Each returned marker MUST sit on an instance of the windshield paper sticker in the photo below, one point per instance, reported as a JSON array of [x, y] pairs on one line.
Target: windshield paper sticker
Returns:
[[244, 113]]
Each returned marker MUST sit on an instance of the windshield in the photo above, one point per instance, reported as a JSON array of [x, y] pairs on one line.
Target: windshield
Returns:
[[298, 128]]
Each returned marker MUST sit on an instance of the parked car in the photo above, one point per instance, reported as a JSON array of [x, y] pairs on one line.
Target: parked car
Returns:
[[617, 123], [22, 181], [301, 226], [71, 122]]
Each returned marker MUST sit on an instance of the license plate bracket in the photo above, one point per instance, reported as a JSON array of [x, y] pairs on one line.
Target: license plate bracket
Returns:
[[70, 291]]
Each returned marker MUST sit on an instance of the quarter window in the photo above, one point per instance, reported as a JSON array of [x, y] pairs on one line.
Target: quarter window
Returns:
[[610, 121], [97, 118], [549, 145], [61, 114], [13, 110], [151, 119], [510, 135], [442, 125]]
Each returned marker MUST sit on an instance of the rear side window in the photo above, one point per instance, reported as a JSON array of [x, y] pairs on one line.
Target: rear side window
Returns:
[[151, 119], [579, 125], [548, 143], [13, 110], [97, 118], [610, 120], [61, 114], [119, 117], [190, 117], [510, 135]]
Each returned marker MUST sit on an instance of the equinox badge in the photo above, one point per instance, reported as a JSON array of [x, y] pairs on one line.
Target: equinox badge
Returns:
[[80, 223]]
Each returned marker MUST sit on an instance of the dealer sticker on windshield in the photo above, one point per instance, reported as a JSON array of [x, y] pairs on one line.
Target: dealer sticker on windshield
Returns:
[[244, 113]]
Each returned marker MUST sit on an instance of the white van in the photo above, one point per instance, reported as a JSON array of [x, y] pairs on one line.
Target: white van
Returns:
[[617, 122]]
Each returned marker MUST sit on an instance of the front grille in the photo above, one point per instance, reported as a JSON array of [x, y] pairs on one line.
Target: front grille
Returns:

━━━

== TASK OBJECTIVE ==
Please rewrite all the records above, changing each "Returns" to "Output" and keeping everything else the same.

== THE RESULT ==
Each returned marker MUST sit on an instance of the windshield paper sticker in the photo below, one point per instance, reported as a JSON array of [x, y] pairs on one line.
Target: windshield paper sticker
Output:
[[244, 113]]
Each returned marker MUST sit on an instance of the windshield in the photo above, one point per instance, reported as a JSON array of [x, y] pairs on one line.
Target: windshield
Output:
[[298, 128]]
Each returned marker MUST sit on an instance of the parked car in the photo above, one point per instance, reported as a JSON array of [x, y] pairs on one line.
Target: parked car
Output:
[[617, 123], [22, 181], [301, 226], [71, 122]]
Each returned marker MUST sit on an instance of the license plate bracket in the photo above, one point per instance, reported as a JSON array of [x, y] pairs on one line.
Target: license plate bracket
Output:
[[70, 291]]
Each returned marker MUST sit on an instance of the quarter window in the photo above, one point per instance, reported as a JSON array of [x, y] pairs on one line.
Target: quarter window
Output:
[[610, 121], [97, 118], [549, 145], [61, 114], [13, 110], [151, 119], [510, 135], [442, 125]]
Each returned marker MUST sit on an instance of the rear side window in the photo above, one point per instance, reported as a JSON array of [x, y] pairs on one line.
Target: rear side window
Output:
[[151, 119], [579, 125], [548, 143], [13, 110], [97, 118], [610, 120], [61, 114], [119, 117], [190, 117], [510, 135]]
Each returned marker MUST sit on an instance of the equinox badge in the photo above, one point per instance, reported as a JSON array of [x, y] pairs on one line.
Target: equinox badge
Output:
[[80, 223]]
Each returned marker MUST sit on an instance of the dealer sticker on windshield in the photo above, one point per instance, reported as a JSON array of [x, y] pairs on one line.
Target: dealer sticker on windshield
Output:
[[244, 113]]
Each returned marker MUST sit on an instance of the white van in the photo above, one point per instance, reported as a JSON array of [x, y] pairs on one line.
Target: white van
Output:
[[617, 122]]
Each returned marker MUST sit on an instance of the front grille in the photo above, one point per instance, reported as a JSON array of [x, y] pairs on one line.
Target: front grille
Output:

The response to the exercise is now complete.